Kutipan Dokumen —

>>>>

Tuesday, November 3, 2015

Pelimpahan Wewenang Kepala Daerah Kepada Camat



Pelimpahan Wewenang Kepala Daerah Kepada Camat

Mendekatkan Pelayanan Publik Kepada Masyarakat


Pelimpahan sebagian wewenang kepala daerah (bupati/ walikota) kepada camat, sebagaimana UU Nomor 23 Tahun 2014 (khususnya Pasal 226), dimaksudkan untuk mendekatkan pelayanan publik kepada masyarakat. Karenanya, diperlukan kajian mendalam untuk menginventarisasi  data potensi wilayah, menginventarisasi jenis-jenis kewenangan bidang pelayanan publik yang telah dilaksanakan beserta efektivitas hasilnya, dan mengidentifikasi jenis-jenis kewenangan bidang pelayanan publik yang feasible dilaksanakan di tingkat kecamatan. Pelimpahan ini walaupun kadang terasa sakitnya tu di sini, tetapi bermanfaat lho.. :D, misalnya untuk meningkatkan kualitas pelayanan pemerintah kepada masyarakat, meningkatkan kualitas SDM dan profesionalisme aparatur pemerintah, khususnya di tingkat kecamatan dan  desa, memberdayakan potensi wilayah kecamatan dan desa, menggali peluang atau sumber-sumber PAD yang baru, dan mengakomodasi pelayanan kepada masyarakat di tingkat kecamatan.

<<<<

Instruksi Tertulis 1 — Dalam kutipan dokumen tentang pelimpahan wewenang kepala daerah kepada camat, pasal mana dari UU Nomor 23 Tahun 2014 yang secara khusus disebut?
Instruksi Tertulis 2 — Lanjutkan teks tentang pelimpahan wewenang kepala daerah kepada camat, mulai setelah kalimat terakhirnya.

Data Hasil Ekstraksi —
>>>>

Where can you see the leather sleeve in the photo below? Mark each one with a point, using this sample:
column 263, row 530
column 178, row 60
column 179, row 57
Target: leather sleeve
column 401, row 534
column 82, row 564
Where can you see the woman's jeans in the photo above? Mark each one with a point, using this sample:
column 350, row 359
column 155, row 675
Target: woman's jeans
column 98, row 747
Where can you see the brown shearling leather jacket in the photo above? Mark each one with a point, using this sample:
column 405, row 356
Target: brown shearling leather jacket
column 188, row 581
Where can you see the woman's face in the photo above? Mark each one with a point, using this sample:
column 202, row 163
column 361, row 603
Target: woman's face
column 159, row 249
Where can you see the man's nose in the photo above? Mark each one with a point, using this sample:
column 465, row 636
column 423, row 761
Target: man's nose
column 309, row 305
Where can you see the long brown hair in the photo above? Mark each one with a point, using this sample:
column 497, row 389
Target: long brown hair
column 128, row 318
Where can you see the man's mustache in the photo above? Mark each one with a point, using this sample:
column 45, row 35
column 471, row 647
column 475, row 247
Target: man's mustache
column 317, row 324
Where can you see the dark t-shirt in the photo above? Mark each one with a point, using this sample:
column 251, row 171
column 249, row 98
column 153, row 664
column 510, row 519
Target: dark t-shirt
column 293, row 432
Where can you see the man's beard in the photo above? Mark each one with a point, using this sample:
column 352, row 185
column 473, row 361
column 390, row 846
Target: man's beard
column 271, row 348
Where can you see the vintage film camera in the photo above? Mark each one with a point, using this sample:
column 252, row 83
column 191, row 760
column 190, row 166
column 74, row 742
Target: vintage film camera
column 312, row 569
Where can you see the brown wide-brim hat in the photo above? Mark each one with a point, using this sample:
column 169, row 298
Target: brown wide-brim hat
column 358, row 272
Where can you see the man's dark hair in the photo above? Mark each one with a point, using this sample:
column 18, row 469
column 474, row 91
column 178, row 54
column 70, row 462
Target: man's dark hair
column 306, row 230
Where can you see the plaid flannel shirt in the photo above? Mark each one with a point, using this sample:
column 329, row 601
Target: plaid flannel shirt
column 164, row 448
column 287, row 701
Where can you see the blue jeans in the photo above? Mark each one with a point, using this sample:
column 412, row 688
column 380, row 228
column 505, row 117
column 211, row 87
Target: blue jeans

<<<<

Hasil Tugas 1 — Pasal 226.

Hasil Tugas 2 —
Pelimpahan sebagian wewenang ini dimaksudkan untuk meningkatkan kinerja dalam penyelenggaraan pemerintahan, pelaksanaan pembangunan dan pembinaan kemasyarakatan serta upaya meningkatkan pelayanan masyarakat. Sebagai institusi yang relatif lebih dekat dengan masyarakat, institusi kecamatan seharusnya lebih fokus pada substansi dari pelimpahan kewenangan yang secara ideal lebih pada kewenangan-kewenangan regulasi, kontrol dan pengambilan keputusan agar dapat memberikan pelayanan lebih baik kepada masyarakat.
           
Kebijakan desentralisasi berusaha mendekatkan pemerintah daerah dengan yang diperintah, yakni rakyat. Pemerintah yang dekat dengan rakyat adalah Pemerintah Daerah. Pemerintah (Pemerintah Daerah) yang dekat dengan yang diperintah ini lebih baik daripada Pemerintah Pusat. Pemerintahan yang dekat dengan yang diperintah (desentralisasi) akan mampu menyediakan layanan masyarakat lokal secara efisien, mampu mengurangi biaya, memperbaiki output dan penggunaan sumber daya manusia secara lebih efektif.

Desentralisasi dapat pula meningkatkan akuntabilitas, kecakapan berpolitik (political skill), dan integrasi nasional yang kesemuanya akan mendekatkan pemerintahan kepada rakyat dan memberikan pelayanan yang lebih baik kepada rakyat. Di samping itu, desentralisasi dapat pula melatih rakyat untuk terlibat dalam proses politik baik pada skala lokal maupun nasional. Harapannya, para camat tidak hanya bisa lebih “responsif”, tapi juga lebih cepat dan tepat dalam “merespons” apa yang menjadi masalah, tuntutan, dan apirasi rakyat yang ada di wilayahnya.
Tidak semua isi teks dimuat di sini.